:: Data for analysis ::

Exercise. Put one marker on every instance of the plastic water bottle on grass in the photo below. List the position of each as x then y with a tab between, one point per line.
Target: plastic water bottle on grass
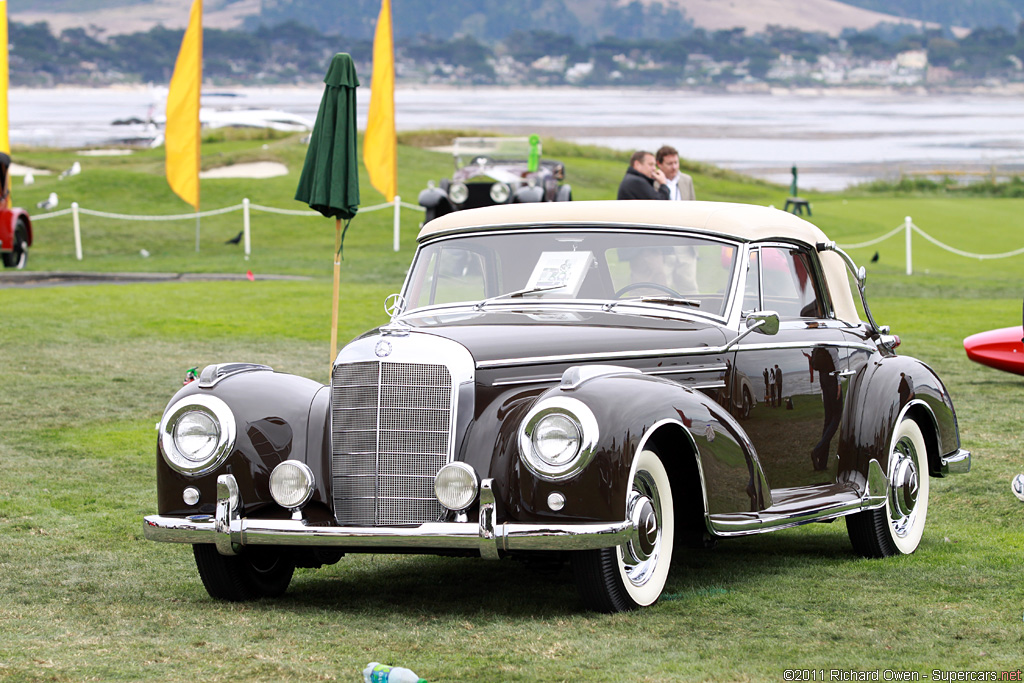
379	673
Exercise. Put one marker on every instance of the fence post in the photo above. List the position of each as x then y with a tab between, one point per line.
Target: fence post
245	225
909	258
77	224
397	215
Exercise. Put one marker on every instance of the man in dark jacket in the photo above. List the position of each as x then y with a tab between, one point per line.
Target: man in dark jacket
640	177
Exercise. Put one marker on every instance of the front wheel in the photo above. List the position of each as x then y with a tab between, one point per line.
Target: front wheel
613	580
896	528
253	574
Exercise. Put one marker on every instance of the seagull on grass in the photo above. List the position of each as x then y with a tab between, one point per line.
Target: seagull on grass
49	203
75	169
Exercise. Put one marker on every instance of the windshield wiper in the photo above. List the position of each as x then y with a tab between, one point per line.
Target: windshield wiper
518	294
668	300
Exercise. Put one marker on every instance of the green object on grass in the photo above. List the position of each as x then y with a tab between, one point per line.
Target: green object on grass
534	162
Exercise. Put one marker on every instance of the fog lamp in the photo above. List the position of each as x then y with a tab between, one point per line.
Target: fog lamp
458	193
292	484
500	193
456	485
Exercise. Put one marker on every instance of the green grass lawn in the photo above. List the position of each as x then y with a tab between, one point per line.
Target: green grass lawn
88	371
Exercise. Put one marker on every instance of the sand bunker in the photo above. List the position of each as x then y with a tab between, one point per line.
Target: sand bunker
263	169
17	169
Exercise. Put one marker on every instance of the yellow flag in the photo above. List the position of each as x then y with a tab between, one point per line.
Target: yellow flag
4	120
181	131
380	147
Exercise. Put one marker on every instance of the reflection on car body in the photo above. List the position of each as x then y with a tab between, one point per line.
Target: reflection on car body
605	383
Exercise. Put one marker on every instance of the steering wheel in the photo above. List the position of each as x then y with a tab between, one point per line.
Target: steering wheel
655	286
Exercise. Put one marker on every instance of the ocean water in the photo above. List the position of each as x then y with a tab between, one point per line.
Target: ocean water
834	139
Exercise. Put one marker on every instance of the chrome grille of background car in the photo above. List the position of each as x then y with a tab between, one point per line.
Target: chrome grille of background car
391	431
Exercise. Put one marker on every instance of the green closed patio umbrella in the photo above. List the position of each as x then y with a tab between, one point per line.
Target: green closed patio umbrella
330	180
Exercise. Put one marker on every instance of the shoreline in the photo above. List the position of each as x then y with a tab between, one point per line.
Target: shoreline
747	90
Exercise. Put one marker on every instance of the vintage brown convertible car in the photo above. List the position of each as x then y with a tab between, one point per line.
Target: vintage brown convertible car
605	383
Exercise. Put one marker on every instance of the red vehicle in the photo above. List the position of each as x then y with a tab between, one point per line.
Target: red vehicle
15	227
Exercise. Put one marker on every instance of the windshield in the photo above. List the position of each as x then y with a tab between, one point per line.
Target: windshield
546	265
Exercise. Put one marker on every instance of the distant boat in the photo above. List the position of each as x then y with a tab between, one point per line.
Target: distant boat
1001	349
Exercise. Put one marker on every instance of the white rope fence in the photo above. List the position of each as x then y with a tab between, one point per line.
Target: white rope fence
246	207
908	228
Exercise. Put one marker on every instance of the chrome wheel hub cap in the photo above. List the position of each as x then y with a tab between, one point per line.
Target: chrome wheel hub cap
641	553
904	485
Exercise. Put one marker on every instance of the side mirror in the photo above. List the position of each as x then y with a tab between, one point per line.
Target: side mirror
765	322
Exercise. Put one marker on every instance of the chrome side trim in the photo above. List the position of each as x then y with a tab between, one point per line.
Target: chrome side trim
486	537
875	497
956	463
692	370
664	352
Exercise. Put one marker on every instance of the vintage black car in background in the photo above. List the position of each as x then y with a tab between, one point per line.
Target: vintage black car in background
496	170
605	383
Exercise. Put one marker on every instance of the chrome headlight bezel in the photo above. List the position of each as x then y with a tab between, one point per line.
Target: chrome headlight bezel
308	484
458	193
500	193
222	418
560	408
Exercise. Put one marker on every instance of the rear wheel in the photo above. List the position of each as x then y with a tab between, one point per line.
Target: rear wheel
253	574
897	527
612	580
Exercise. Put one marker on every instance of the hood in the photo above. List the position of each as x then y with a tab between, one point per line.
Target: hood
492	335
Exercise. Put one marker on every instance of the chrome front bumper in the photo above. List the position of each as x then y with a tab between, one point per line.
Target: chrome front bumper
956	463
229	532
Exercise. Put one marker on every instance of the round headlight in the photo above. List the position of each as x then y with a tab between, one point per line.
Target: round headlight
292	484
500	193
557	437
197	433
458	193
456	485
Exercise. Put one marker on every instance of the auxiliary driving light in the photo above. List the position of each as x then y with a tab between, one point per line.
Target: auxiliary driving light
456	486
292	484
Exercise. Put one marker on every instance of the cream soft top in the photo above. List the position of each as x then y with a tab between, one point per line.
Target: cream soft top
741	221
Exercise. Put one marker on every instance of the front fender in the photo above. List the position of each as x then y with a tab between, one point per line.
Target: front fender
635	412
883	391
278	417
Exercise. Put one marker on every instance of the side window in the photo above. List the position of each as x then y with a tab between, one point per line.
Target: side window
788	283
453	274
752	292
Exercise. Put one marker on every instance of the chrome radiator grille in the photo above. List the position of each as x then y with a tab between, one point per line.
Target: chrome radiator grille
391	432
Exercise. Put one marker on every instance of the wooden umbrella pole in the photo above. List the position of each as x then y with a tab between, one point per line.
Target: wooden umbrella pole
334	299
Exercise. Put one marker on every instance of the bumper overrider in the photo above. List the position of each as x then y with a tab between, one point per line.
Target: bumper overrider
229	532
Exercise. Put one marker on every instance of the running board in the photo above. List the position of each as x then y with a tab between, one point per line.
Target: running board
803	505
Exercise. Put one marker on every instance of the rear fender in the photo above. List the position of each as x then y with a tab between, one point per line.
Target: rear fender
883	391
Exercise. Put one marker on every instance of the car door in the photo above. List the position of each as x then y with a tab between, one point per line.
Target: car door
797	376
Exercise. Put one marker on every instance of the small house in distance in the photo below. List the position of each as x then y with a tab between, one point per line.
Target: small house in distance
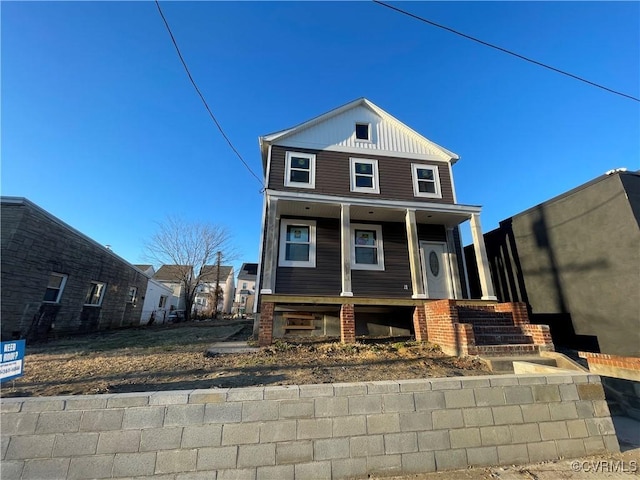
575	260
361	237
171	275
246	289
56	279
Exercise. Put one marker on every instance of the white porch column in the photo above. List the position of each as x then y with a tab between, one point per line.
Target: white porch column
453	263
345	243
414	255
481	257
270	247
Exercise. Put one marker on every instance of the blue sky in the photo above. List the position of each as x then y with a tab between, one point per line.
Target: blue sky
101	127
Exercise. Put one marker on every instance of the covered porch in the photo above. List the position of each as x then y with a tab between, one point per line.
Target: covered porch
435	269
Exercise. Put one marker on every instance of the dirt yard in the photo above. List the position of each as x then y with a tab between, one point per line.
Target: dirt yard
173	357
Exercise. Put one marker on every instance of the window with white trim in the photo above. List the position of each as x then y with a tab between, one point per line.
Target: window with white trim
363	131
364	175
55	287
426	181
95	294
300	170
367	252
297	243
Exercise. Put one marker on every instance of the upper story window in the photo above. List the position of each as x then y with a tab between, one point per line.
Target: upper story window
297	243
95	294
426	181
55	287
300	170
367	250
363	132
364	176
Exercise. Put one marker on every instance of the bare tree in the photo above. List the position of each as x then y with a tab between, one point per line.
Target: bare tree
188	248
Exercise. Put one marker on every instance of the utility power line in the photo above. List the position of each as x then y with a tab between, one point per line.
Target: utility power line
206	105
504	50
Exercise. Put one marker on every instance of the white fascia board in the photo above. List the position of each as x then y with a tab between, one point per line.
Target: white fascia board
278	137
453	157
366	202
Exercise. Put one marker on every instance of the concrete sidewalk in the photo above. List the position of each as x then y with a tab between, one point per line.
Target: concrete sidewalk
622	465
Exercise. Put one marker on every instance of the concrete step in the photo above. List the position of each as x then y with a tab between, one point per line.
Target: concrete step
504	364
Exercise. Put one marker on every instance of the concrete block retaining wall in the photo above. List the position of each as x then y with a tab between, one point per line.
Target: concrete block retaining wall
308	431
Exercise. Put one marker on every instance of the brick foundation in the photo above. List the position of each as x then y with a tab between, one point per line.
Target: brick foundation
420	324
265	328
444	329
484	329
347	323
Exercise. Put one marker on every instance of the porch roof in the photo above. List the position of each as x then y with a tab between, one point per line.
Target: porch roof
364	209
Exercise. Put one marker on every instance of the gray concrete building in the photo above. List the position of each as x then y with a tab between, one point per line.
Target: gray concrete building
57	280
575	259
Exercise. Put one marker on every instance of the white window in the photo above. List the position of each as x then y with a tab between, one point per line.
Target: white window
132	295
364	175
363	131
95	294
297	243
367	252
55	286
300	170
426	181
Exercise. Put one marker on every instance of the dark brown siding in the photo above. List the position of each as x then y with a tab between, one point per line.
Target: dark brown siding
325	279
332	176
396	274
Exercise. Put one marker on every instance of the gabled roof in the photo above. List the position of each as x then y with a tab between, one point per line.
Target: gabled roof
170	273
334	130
209	273
145	268
173	273
248	271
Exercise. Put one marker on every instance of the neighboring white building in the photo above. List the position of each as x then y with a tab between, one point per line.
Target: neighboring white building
246	289
157	302
205	296
170	275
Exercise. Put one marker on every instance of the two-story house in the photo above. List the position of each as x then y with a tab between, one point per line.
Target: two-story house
361	227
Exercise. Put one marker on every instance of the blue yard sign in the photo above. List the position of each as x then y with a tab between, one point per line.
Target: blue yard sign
12	364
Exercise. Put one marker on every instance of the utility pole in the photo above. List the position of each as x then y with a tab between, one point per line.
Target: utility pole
217	292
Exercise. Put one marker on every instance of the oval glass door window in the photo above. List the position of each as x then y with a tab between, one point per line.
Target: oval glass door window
434	263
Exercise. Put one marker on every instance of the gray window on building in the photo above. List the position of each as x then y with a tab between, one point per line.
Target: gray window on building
95	294
55	287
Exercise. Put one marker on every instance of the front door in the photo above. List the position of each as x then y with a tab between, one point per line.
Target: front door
435	266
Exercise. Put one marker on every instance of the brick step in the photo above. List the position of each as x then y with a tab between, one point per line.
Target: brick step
504	350
497	329
488	322
503	339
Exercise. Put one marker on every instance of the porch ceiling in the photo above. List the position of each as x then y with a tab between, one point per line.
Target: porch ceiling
372	213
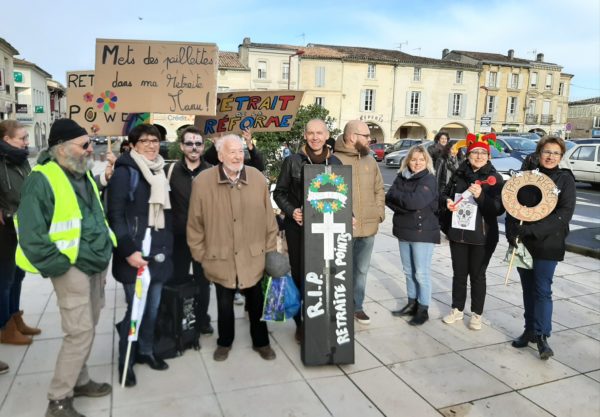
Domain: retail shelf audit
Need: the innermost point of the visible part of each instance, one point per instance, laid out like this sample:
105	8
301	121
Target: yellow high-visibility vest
65	227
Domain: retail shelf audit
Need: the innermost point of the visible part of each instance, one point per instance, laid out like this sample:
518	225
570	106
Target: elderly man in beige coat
368	204
231	226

:: What you have to do ::
In the entries above, identify each line that includes the string "below", then copy it.

:: Solution ::
Exercise. Put one marker on every instance of the plastic water bottle on grass in the photo below. List the position of each as x then y with a tab between, one point per line.
Exercise. Put one marker on every instance of the small house in distance in the photo below. List the position of each as x then y with a tab between, one point per line.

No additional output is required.